SUPPLIED RECORDS -

========================================

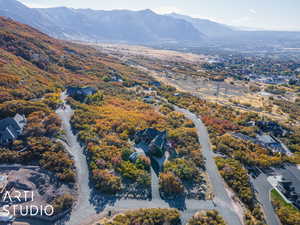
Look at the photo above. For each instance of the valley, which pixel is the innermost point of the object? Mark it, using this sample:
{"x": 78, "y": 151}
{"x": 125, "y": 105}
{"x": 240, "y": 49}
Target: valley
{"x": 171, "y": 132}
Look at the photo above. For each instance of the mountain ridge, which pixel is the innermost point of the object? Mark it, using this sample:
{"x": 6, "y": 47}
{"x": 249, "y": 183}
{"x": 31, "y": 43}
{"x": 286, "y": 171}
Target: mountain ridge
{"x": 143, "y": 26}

========================================

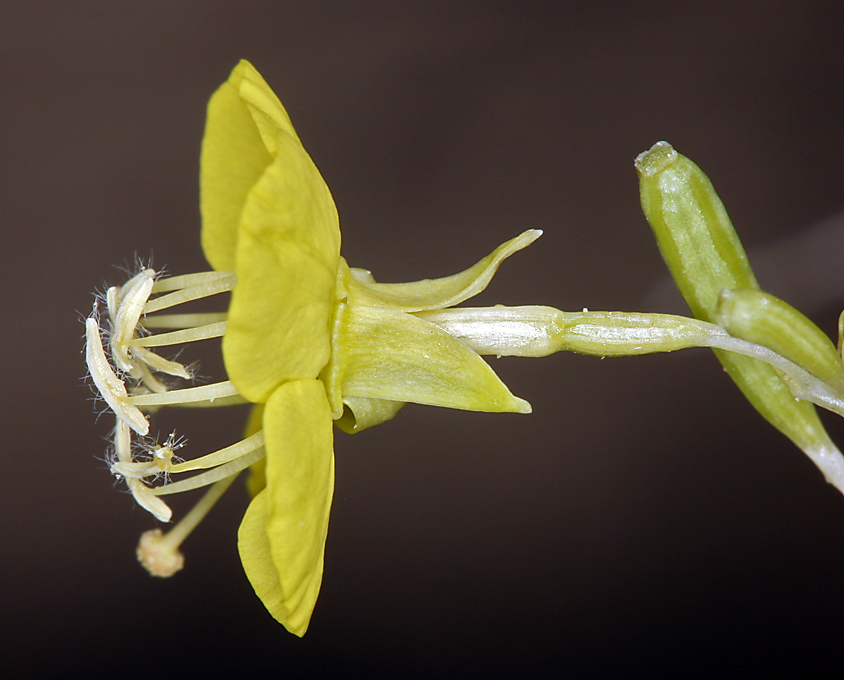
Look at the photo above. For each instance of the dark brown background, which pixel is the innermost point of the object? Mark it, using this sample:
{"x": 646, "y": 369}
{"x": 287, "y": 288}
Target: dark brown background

========================================

DIRECTION - Pull out each line of the material above that contains the string "ridge". The match is case-sensitive.

SOLUTION FOR THIS TASK -
Look at the photo above. For each instance of the mountain ridge, which pixel is the innermost point of the object? Mark it, using this sample:
Target: mountain ridge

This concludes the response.